EXERCISE INSTRUCTIONS: The records below are to be copied word for word, with every picture left out.

= Beginning of Section =

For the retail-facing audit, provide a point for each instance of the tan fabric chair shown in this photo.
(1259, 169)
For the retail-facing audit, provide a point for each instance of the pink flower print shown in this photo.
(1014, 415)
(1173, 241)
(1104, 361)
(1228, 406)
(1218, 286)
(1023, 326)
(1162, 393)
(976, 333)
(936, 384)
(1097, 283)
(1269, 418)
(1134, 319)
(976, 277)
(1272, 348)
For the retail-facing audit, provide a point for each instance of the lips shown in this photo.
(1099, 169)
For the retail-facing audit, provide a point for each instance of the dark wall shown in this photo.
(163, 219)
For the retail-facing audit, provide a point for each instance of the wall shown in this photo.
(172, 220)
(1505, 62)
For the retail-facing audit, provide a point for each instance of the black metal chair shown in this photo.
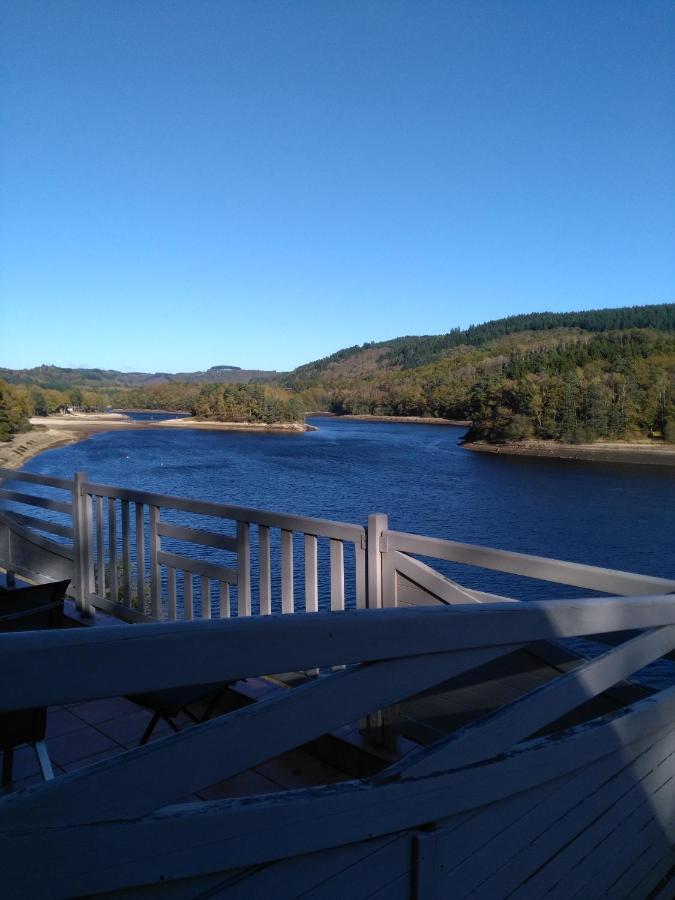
(167, 704)
(28, 609)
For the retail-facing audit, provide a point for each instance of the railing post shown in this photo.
(81, 545)
(377, 523)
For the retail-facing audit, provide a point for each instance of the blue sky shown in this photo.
(188, 183)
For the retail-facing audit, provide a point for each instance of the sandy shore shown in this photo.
(58, 431)
(208, 425)
(642, 453)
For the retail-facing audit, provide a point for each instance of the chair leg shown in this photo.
(7, 765)
(148, 731)
(43, 760)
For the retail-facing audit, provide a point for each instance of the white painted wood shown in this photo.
(41, 502)
(197, 536)
(39, 524)
(342, 531)
(224, 600)
(197, 566)
(377, 524)
(126, 554)
(36, 668)
(79, 501)
(100, 548)
(311, 574)
(112, 551)
(188, 596)
(337, 576)
(287, 599)
(243, 569)
(232, 834)
(140, 559)
(527, 715)
(171, 589)
(437, 585)
(361, 575)
(155, 571)
(264, 570)
(592, 577)
(140, 781)
(205, 596)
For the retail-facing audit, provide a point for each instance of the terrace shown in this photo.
(358, 675)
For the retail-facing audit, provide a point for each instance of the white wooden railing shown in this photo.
(151, 557)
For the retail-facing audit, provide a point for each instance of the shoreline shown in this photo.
(50, 432)
(635, 452)
(410, 420)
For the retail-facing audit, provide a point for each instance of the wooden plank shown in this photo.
(140, 781)
(287, 601)
(377, 524)
(140, 559)
(36, 668)
(126, 554)
(311, 574)
(224, 600)
(100, 549)
(264, 570)
(197, 566)
(112, 551)
(155, 571)
(188, 598)
(337, 576)
(48, 480)
(232, 834)
(529, 714)
(433, 583)
(197, 536)
(342, 531)
(39, 524)
(171, 589)
(555, 570)
(41, 502)
(361, 576)
(87, 503)
(205, 596)
(243, 581)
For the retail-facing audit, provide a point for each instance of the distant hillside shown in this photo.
(62, 379)
(569, 376)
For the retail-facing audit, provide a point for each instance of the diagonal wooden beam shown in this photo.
(504, 728)
(141, 780)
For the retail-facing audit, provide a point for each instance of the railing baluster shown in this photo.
(205, 593)
(360, 575)
(112, 549)
(244, 569)
(337, 576)
(171, 588)
(100, 549)
(126, 554)
(140, 559)
(264, 570)
(188, 600)
(311, 574)
(224, 600)
(89, 542)
(287, 571)
(155, 572)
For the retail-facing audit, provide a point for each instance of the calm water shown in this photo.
(620, 516)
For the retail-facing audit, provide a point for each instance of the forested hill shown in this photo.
(577, 376)
(569, 376)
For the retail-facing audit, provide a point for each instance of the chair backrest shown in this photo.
(33, 608)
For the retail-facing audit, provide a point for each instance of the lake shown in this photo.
(619, 516)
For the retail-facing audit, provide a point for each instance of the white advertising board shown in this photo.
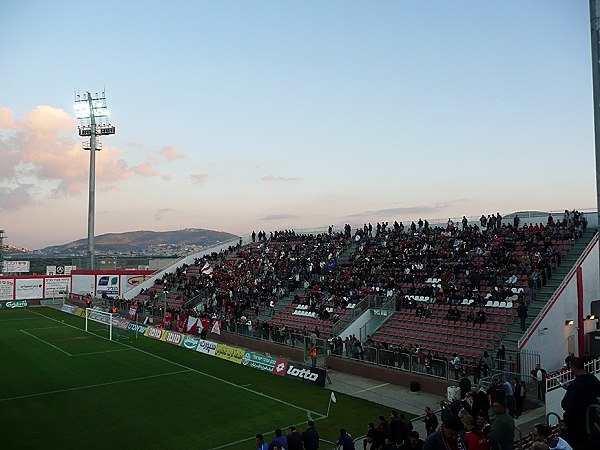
(56, 286)
(82, 284)
(107, 284)
(131, 281)
(28, 288)
(15, 266)
(7, 288)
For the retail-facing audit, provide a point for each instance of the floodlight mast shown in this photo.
(92, 115)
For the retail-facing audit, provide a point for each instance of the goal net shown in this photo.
(93, 317)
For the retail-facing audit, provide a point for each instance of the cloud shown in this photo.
(17, 198)
(274, 178)
(147, 168)
(171, 153)
(279, 217)
(199, 178)
(397, 211)
(7, 121)
(410, 210)
(43, 147)
(160, 213)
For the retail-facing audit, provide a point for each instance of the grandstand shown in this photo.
(391, 303)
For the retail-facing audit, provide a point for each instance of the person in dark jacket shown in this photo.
(310, 437)
(582, 392)
(447, 437)
(294, 439)
(431, 422)
(345, 440)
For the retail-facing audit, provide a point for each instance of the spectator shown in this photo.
(414, 442)
(345, 440)
(543, 433)
(310, 437)
(474, 437)
(502, 432)
(294, 439)
(279, 440)
(582, 392)
(447, 437)
(431, 421)
(539, 375)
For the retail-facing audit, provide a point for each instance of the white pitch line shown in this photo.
(105, 351)
(261, 394)
(370, 389)
(43, 328)
(22, 318)
(47, 343)
(91, 386)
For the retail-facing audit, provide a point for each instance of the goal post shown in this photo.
(103, 317)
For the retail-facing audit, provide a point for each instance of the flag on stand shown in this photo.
(207, 270)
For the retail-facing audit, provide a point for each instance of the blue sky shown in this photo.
(241, 116)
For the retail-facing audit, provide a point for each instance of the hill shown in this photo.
(143, 242)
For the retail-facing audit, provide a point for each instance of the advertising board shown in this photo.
(28, 288)
(7, 288)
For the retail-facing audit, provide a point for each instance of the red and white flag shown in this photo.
(132, 311)
(207, 270)
(192, 325)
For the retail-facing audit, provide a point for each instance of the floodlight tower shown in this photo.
(92, 114)
(2, 237)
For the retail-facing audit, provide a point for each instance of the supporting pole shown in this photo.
(92, 185)
(595, 46)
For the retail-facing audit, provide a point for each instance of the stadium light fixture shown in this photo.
(92, 114)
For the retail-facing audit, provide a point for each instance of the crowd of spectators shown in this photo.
(481, 262)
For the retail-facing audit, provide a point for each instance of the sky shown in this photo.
(267, 115)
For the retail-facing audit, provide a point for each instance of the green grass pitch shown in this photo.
(63, 388)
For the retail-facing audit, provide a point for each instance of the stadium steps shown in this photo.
(514, 332)
(286, 302)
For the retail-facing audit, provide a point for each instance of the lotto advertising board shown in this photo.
(229, 353)
(259, 361)
(304, 373)
(15, 266)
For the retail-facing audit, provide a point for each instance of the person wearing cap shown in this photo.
(447, 437)
(413, 443)
(502, 433)
(543, 433)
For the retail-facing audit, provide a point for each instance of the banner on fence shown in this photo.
(13, 305)
(207, 347)
(259, 361)
(229, 353)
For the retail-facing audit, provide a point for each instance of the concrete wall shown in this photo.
(548, 335)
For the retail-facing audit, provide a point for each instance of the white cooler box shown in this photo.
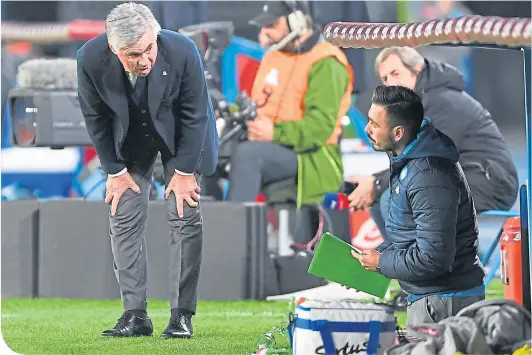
(342, 327)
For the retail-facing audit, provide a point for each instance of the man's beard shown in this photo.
(388, 145)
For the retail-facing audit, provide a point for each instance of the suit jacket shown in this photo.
(178, 101)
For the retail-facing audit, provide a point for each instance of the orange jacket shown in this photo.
(282, 79)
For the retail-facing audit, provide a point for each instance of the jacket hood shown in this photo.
(439, 75)
(429, 143)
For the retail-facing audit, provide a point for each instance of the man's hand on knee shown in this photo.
(115, 188)
(185, 188)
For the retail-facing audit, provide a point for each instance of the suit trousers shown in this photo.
(127, 232)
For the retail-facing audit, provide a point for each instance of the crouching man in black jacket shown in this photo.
(431, 221)
(484, 154)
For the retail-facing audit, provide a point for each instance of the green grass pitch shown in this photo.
(60, 326)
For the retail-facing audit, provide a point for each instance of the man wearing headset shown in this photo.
(303, 89)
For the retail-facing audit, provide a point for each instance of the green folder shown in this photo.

= End of Section =

TASK ANSWER:
For the retail-facing audit, provide a point for each instance of the tan fabric chair shown in this photo.
(1259, 169)
For the retail-facing audit, provide a point for each instance of the pink flower print shown in this photo.
(1014, 415)
(1173, 241)
(1104, 361)
(1228, 406)
(1218, 286)
(1023, 326)
(1162, 393)
(976, 333)
(936, 384)
(1097, 283)
(1269, 418)
(1134, 319)
(976, 277)
(1272, 348)
For the retail-facing audit, provide a point for each instance of the lips shown in this photo.
(1099, 169)
For the retail-facing audit, provide a point for each instance of the dark wall shown in this photo.
(163, 219)
For the retail-facing audit, provide a point for each instance of the wall shown in this photo.
(172, 220)
(1505, 62)
For the retail-facing audit, provide a point for each instance of the black metal chair shown in this photo.
(167, 704)
(28, 609)
For the retail-facing audit, provide a point for each instance of the railing post shown in this photo.
(81, 545)
(377, 523)
For the retail-facing audit, provide a point for each instance of the blue sky shown in this photo.
(188, 183)
For the retail-facing audit, provide a point for each instance of the sandy shore shown in this photo.
(58, 431)
(208, 425)
(642, 453)
For the retail-facing audit, provide a point for each instance of the chair leg shown in this photo.
(7, 765)
(148, 731)
(43, 760)
For the retail-facing audit, provide a point for each instance of the white painted wood shown in this photo.
(41, 502)
(197, 536)
(39, 524)
(342, 531)
(224, 600)
(197, 566)
(377, 524)
(126, 554)
(36, 668)
(79, 501)
(100, 548)
(311, 574)
(112, 551)
(188, 596)
(337, 576)
(287, 599)
(243, 569)
(232, 834)
(140, 559)
(527, 715)
(171, 589)
(437, 585)
(361, 575)
(155, 571)
(264, 570)
(592, 577)
(140, 781)
(205, 596)
For the retail-facing audit, provide a point for each instance of the terrace shown in this photo.
(358, 675)
For the retail-facing audit, provide a point for each instance of the white wooden railing shown in this photo.
(151, 557)
For the retail-facing audit, provide a point for each instance of the shoreline shown in this photo.
(50, 432)
(635, 452)
(410, 420)
For the retail-facing audit, provide a point for each instance of the wooden plank shown in this photo.
(140, 781)
(287, 601)
(377, 524)
(140, 559)
(36, 668)
(126, 554)
(311, 574)
(224, 600)
(100, 549)
(264, 570)
(197, 566)
(112, 551)
(155, 571)
(188, 598)
(337, 576)
(48, 480)
(232, 834)
(529, 714)
(433, 583)
(197, 536)
(342, 531)
(39, 524)
(171, 589)
(555, 570)
(41, 502)
(361, 576)
(87, 503)
(205, 596)
(243, 581)
For the retail-facing audit, provide a point for each instance of the distant hillside shown in this photo.
(62, 379)
(569, 376)
For the retail-facing audit, provide a point for each instance of the diagonal wooden beam shown in this photo.
(504, 728)
(141, 780)
For the retail-facing audit, provide a point for each instance of the railing baluster shown in this photo.
(205, 593)
(360, 575)
(112, 549)
(244, 569)
(337, 576)
(171, 588)
(100, 549)
(126, 554)
(140, 559)
(264, 570)
(188, 600)
(311, 574)
(224, 600)
(89, 542)
(287, 571)
(155, 572)
For the retail-facing audit, provide a point for each instance of the calm water shown in this photo.
(620, 516)
For the retail-facing audit, provide a point for each instance of the forested hill shown in this photo.
(577, 376)
(569, 376)
For the retail-facing audit, provide a point for each instance of the chair backrest shown in this photo.
(33, 608)
For the retail-facing audit, provide a point for each instance of the lake shown in this photo.
(619, 516)
For the retail-facing audit, provide a point for each instance of the white advertising board shown in this photo.
(56, 286)
(82, 284)
(107, 284)
(131, 281)
(28, 288)
(15, 266)
(7, 288)
For the retail-facing audit, provide a point for each instance of the floodlight mast shown in this photo.
(92, 115)
For the retail-facing audit, provide a point for each instance of the goal net shown in this photo.
(93, 317)
For the retail-facing audit, provide a point for each instance of the cloud shown in this photo.
(17, 198)
(274, 178)
(147, 168)
(171, 153)
(279, 217)
(199, 178)
(397, 211)
(7, 121)
(410, 210)
(43, 147)
(160, 213)
For the retail-facing audit, provide a point for each instance of the grandstand shown in this photo.
(391, 303)
For the retail-facing audit, provide a point for each instance of the person in dark jacket shown in this photo.
(310, 437)
(582, 392)
(447, 437)
(294, 439)
(431, 422)
(345, 440)
For the retail-facing audit, provide a point for each instance of the spectator shown in this photo.
(414, 442)
(345, 440)
(543, 433)
(310, 437)
(474, 437)
(502, 432)
(294, 439)
(279, 440)
(582, 392)
(447, 437)
(431, 421)
(539, 375)
For the retail-facing audit, provide a point for each instance of the white pitch line shown in this photo.
(105, 351)
(261, 394)
(370, 389)
(43, 328)
(22, 318)
(47, 343)
(91, 386)
For the retail-facing audit, provide a point for each instance of the goal post shown in this photo.
(103, 317)
For the retail-facing audit, provide a point for each instance of the flag on stand shown in this photo.
(207, 270)
For the retail-facing audit, provide a point for each instance of the blue sky shown in this photo.
(241, 116)
For the retail-facing audit, provide a point for each instance of the hill shown in this photo.
(143, 242)
For the retail-facing audit, provide a point for each instance of the advertising board shown in this photo.
(28, 288)
(7, 288)
For the retail-facing audit, provide a point for each instance of the red and white flag shown in this photo.
(132, 311)
(207, 270)
(192, 325)
For the retail-facing audit, provide a point for each instance of the floodlight tower shown in this photo.
(92, 114)
(2, 237)
For the retail-facing audit, provide a point for each instance of the supporting pole shown in this photo.
(92, 185)
(595, 46)
For the retail-facing audit, provide a point for each instance of the stadium light fixture shown in this photo.
(92, 114)
For the retail-facing audit, provide a point for each instance of the crowd of spectators shown in this photo.
(481, 262)
For the retail-facing audit, provide a point for each instance of the sky shown in this photo.
(267, 115)
For the retail-facing audit, provide a point for each instance of the green grass pitch shown in this photo.
(63, 388)
For the retail-facing audit, provide a point for each instance of the stadium steps shown in this photo.
(514, 332)
(286, 302)
For the retail-facing audit, provide a point for each instance of the lotto advertising board shown in this photo.
(229, 353)
(259, 361)
(304, 373)
(15, 266)
For the retail-facing audit, provide a point for each instance of the person wearing cap shown in this photo.
(447, 437)
(413, 443)
(502, 433)
(543, 433)
For the retail-facing audit, provide a point for each instance of the banner on fence shown in this photo.
(13, 305)
(207, 347)
(259, 361)
(229, 353)
For the retail-facing audit, provide a point for each instance of the concrete wall shown in this photo.
(548, 335)
For the retail-facing audit, provide a point for each instance of the white cooler box shown in this photo.
(342, 327)
For the retail-facing audit, provide a point for each instance of the man's beard shown in this photo.
(388, 145)
For the retail-facing audit, provide a point for each instance of the suit jacket shown in this photo.
(178, 101)
For the retail-facing audit, provide a point for each instance of the orange jacket shown in this photo.
(282, 79)
For the retail-facing audit, provide a point for each instance of the jacket hood shown in this photo.
(439, 75)
(429, 143)
For the retail-facing audit, provide a point for each instance of the man's hand on knee shown in this photo.
(115, 188)
(185, 188)
For the retail-facing audit, provide a point for each instance of the suit trousers shown in this photo.
(127, 232)
For the retail-facing audit, provide a point for each instance of the crouching man in black jacket shown in this photo.
(431, 221)
(484, 154)
For the retail-facing audit, provide a point for each instance of the green grass pitch shown in this photo.
(60, 326)
For the retail-facing audit, provide a point for each instance of the man wearing headset shown in this photo.
(303, 89)
For the retail-facing audit, provide a point for each instance of the green folder shown in this photo.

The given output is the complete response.